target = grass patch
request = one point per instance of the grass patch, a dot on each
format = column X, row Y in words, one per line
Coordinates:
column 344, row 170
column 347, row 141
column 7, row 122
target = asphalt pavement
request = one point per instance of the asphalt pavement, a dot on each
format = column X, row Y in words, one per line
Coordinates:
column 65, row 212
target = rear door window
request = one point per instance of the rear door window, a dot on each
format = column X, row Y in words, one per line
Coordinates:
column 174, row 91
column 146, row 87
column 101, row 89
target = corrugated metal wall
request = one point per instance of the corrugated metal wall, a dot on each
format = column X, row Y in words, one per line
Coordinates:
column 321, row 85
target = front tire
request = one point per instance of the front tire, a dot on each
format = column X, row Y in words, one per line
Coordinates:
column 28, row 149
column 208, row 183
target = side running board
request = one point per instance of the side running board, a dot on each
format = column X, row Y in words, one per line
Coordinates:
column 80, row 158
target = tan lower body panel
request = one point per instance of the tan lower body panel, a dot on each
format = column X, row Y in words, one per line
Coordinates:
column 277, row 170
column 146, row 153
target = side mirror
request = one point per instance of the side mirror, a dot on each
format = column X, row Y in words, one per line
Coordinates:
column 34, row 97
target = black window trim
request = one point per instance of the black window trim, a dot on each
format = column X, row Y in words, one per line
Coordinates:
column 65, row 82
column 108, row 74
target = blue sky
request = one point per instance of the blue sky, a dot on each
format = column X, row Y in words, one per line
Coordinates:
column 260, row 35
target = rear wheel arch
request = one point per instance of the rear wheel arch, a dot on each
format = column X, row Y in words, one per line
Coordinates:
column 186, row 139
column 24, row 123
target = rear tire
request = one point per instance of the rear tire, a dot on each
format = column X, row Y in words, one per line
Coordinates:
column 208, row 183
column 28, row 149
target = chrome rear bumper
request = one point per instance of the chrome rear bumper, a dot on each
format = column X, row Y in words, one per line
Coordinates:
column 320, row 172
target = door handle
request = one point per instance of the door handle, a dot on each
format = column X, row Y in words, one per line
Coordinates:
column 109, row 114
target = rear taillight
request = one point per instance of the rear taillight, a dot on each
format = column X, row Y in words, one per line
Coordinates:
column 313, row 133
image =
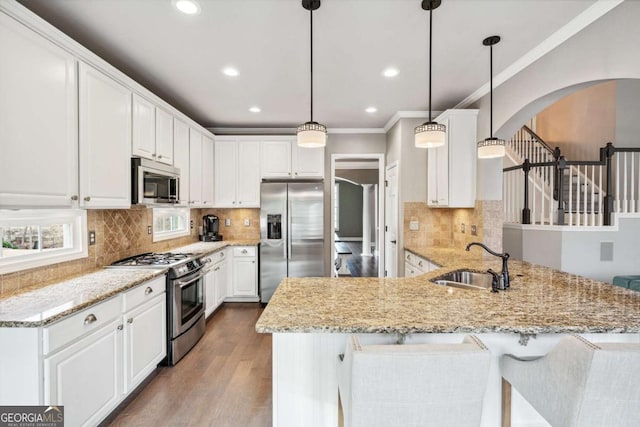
○ ○ ○ ○
§ **WORK ORDER**
Go through the listing above and quote it exactly, apart from its images.

§ **TASK RESULT**
target = grass patch
request = one point per instance of the grass patch, a dot on each
format = column X, row Y in words, one per line
Coordinates:
column 344, row 170
column 347, row 141
column 7, row 122
target = asphalt pavement
request = one point per instance of the asphalt pavement, a dot on each
format = column X, row Y in words, one per line
Coordinates:
column 65, row 212
target = rear door window
request = one point per instance of the rear door window, a dot on each
format = column X, row Y in words, one per line
Coordinates:
column 174, row 91
column 146, row 87
column 101, row 89
target = corrugated metal wall
request = one point per instance of the corrugated metal wall, a dot on each
format = column X, row Y in words, one per line
Coordinates:
column 321, row 85
target = front tire
request = one point per instance of the front tire, a dot on each
format = column X, row Y in words, one per line
Coordinates:
column 28, row 149
column 208, row 183
target = side running board
request = one point per instance of the side running board, a dot on each
format = column X, row Y in words, one per line
Coordinates:
column 80, row 158
target = tan lower body panel
request = one point per instance of the tan lower body panel, a dot on each
format = column X, row Y in words, one per line
Coordinates:
column 277, row 170
column 146, row 153
target = side mirror
request = one point per instance of the side mirror, a dot on each
format = column X, row Y in words, one per line
Coordinates:
column 34, row 97
target = black window trim
request = one point per instance of the black window trim, a dot on each
format = column X, row Y in words, one per line
Coordinates:
column 65, row 82
column 108, row 74
target = blue sky
request = one point per instance of the blue sky, a dot on each
format = column X, row Y in words, one per line
Coordinates:
column 260, row 35
target = rear wheel arch
request = one point per instance of the rear wheel arch, a dot on each
format = column X, row Y in words, one per line
Coordinates:
column 186, row 139
column 24, row 123
target = rear tire
request = one point per instance of the rear tire, a dot on each
format = column X, row Y in words, one per line
Coordinates:
column 208, row 183
column 28, row 149
target = chrome rear bumper
request = one point per instance of the chrome rear bumper, a dot on each
format = column X, row Y in words, one per line
Coordinates:
column 320, row 172
target = door handle
request = one point per instance of the door handle, a dot on each
format = column X, row Y in words, one per line
Coordinates:
column 109, row 114
target = rear taillight
request = one point per instance of the rear taillight, a dot on each
format = column X, row Y in words, one per line
Coordinates:
column 313, row 133
image =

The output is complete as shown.